Directions> Transcribe the stretch of rows below from the line containing "plate listed here." through the line containing "[(481, 392)]", reproducing each line without change.

Supplied information>
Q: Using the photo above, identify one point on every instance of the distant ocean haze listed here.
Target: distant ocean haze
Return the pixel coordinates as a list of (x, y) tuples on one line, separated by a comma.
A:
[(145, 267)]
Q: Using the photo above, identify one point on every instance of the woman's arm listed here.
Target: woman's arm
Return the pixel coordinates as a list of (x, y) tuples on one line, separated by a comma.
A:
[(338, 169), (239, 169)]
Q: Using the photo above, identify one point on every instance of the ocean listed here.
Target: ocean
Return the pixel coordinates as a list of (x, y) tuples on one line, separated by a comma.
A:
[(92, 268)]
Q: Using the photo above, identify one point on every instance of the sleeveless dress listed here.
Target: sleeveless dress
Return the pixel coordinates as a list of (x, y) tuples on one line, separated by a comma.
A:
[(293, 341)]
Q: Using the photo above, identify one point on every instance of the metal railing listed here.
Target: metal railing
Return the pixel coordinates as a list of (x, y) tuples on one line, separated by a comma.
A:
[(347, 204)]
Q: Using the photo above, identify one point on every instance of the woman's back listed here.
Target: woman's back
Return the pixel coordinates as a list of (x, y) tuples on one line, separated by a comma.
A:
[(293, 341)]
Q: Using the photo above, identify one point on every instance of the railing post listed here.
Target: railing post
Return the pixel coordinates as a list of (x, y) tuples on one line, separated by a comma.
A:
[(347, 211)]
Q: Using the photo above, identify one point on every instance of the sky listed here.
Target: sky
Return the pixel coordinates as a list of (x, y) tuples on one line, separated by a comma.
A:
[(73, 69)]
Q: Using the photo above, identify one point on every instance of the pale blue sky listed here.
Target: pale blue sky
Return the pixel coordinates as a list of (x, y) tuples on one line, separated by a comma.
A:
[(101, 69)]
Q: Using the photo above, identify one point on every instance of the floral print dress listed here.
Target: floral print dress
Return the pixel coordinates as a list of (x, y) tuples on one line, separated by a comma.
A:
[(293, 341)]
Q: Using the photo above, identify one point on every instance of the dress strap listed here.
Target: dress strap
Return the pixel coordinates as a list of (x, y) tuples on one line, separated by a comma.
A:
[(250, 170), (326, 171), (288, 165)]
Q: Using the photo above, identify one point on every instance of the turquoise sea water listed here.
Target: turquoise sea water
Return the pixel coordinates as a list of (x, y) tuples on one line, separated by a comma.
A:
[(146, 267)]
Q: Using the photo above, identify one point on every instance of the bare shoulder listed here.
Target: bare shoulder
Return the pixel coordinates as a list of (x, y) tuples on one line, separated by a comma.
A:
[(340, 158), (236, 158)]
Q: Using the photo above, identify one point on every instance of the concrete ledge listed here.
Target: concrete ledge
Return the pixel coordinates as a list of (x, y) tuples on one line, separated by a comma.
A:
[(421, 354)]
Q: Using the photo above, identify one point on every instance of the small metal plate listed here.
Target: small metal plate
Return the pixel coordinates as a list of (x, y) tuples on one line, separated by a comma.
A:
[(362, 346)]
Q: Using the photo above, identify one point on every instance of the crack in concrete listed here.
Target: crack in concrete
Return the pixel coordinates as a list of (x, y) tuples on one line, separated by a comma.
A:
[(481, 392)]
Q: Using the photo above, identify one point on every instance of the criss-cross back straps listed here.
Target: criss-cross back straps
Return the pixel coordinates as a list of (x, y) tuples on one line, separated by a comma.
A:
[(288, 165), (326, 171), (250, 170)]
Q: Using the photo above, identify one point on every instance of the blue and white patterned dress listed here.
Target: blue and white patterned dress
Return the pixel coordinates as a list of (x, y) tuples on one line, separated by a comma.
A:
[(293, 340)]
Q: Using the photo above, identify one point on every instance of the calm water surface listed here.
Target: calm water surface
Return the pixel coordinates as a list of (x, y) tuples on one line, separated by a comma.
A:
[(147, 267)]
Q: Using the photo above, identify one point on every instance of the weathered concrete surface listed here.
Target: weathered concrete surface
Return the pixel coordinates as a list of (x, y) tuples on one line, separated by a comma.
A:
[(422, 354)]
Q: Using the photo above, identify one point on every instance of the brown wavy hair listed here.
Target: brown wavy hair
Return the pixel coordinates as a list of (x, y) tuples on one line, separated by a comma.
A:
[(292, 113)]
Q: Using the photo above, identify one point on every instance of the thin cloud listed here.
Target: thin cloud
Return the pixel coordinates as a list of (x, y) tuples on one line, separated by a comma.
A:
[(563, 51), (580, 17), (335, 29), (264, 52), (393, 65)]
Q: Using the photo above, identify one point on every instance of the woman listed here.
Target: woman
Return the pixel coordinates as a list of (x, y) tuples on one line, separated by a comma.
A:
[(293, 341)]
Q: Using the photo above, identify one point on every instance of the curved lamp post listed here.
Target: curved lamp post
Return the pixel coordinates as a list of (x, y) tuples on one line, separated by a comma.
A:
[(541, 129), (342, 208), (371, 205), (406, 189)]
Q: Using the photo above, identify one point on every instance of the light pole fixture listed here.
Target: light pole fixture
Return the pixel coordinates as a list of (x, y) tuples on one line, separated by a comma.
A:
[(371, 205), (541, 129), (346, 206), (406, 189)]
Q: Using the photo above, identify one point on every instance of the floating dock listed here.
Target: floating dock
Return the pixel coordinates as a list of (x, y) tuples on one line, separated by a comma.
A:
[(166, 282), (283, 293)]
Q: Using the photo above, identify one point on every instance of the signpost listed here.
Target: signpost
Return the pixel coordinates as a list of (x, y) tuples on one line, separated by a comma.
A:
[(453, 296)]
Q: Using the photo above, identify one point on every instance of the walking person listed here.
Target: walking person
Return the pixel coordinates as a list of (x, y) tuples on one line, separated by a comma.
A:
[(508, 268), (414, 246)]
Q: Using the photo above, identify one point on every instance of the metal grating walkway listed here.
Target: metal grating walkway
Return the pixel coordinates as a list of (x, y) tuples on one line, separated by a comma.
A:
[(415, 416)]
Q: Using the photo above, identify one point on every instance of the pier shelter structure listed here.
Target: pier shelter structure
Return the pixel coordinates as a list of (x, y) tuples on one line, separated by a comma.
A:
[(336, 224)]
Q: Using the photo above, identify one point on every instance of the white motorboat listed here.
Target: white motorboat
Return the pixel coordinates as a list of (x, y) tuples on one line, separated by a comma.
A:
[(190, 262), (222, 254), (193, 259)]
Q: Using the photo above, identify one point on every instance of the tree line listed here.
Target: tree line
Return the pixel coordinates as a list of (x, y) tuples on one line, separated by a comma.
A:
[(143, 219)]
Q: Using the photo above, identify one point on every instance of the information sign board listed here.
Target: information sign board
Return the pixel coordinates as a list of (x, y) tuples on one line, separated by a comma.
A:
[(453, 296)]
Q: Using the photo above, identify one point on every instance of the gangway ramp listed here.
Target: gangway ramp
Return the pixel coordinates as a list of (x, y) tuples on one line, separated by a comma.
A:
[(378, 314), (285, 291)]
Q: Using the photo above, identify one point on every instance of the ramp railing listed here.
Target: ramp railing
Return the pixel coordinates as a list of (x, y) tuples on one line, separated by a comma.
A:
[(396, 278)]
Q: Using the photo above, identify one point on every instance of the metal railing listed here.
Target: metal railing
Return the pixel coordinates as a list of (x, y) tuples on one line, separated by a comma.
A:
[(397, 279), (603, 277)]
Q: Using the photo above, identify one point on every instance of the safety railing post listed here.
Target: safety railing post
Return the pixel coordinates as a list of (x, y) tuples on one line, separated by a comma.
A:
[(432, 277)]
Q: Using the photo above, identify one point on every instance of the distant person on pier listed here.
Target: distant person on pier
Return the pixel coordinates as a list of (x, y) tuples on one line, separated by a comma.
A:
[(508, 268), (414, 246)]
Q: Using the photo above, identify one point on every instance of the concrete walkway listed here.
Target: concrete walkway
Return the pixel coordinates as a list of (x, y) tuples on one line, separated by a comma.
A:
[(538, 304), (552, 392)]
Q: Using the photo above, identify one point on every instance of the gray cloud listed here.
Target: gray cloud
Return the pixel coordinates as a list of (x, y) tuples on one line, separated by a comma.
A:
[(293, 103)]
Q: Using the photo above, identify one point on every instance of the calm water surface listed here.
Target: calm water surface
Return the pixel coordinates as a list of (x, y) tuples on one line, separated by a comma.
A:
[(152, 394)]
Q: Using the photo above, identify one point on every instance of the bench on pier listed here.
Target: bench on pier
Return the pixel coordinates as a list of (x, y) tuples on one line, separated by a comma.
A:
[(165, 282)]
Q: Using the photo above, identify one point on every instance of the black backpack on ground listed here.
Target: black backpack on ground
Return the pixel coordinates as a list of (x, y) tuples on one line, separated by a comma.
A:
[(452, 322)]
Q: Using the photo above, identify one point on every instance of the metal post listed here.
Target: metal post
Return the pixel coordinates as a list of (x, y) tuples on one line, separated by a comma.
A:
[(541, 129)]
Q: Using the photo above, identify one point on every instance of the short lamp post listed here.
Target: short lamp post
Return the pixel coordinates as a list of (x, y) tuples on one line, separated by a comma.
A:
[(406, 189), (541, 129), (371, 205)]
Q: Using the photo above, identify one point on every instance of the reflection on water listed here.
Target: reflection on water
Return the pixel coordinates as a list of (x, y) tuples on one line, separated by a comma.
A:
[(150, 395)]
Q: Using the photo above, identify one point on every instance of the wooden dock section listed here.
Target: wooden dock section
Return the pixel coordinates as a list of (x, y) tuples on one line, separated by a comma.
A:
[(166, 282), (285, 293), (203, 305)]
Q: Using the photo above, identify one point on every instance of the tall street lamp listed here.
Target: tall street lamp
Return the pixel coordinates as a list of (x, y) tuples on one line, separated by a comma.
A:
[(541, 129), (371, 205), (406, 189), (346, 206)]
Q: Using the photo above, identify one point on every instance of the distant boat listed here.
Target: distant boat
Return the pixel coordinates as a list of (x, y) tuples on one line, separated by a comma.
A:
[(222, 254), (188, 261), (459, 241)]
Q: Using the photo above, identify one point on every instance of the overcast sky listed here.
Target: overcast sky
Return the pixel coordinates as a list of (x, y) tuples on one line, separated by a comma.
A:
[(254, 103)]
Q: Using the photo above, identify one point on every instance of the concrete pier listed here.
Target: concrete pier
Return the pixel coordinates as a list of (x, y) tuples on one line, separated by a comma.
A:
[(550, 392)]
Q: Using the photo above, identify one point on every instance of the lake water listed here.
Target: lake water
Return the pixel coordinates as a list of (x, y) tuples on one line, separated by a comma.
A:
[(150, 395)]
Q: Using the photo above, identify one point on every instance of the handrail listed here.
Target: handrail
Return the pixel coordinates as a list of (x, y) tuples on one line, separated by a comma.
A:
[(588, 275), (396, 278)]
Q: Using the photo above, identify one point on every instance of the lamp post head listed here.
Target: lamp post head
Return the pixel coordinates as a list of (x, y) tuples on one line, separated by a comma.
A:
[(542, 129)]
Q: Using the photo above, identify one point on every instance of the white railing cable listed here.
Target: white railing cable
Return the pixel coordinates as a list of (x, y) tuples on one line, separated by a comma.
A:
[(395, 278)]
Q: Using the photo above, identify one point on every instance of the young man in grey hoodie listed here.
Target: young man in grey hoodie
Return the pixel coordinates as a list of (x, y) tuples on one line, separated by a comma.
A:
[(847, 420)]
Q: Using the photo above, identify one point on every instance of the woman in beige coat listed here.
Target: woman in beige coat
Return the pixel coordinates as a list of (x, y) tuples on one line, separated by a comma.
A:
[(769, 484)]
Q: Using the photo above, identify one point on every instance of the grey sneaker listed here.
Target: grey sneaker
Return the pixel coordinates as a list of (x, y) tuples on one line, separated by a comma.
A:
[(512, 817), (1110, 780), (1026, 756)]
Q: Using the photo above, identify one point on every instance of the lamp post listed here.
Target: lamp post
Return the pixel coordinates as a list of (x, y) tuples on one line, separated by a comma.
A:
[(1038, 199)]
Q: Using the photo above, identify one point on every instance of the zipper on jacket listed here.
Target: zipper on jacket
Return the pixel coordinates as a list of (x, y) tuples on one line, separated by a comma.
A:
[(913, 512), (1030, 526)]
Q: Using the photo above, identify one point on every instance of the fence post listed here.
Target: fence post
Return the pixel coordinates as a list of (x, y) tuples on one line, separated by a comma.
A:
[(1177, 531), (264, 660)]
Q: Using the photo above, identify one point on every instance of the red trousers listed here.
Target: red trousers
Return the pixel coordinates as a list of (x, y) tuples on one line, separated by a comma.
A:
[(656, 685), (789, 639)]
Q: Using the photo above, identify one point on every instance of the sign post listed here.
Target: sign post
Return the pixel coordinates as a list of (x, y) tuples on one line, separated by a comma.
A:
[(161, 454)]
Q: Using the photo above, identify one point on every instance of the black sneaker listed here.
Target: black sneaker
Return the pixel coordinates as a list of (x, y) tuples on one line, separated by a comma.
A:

Response to this task>
Q: Using the photo above, identify one point on every instance of the small metal plate listed here.
Target: small metal plate
Return the pixel coordinates as a list of (x, y) tuples on one line, separated by a comma.
A:
[(362, 346)]
Q: Using the photo above, identify one point on every instance of the crack in concrete listed here.
Target: crack in concrete
Return the pixel coordinates as a list of (x, y) tuples on one line, separated by a comma.
A:
[(481, 392)]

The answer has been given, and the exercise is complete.